* _About this exercise_: From the line containing "# test: point" through the last line of the entries, set down every line exactly and add nothing.

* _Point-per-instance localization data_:
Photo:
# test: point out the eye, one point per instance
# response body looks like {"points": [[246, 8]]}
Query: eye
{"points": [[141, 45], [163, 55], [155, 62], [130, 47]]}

* _Response area_:
# test: point out the eye, one point per instance
# response body looks like {"points": [[246, 8]]}
Query: eye
{"points": [[141, 45], [163, 55], [155, 62], [130, 47]]}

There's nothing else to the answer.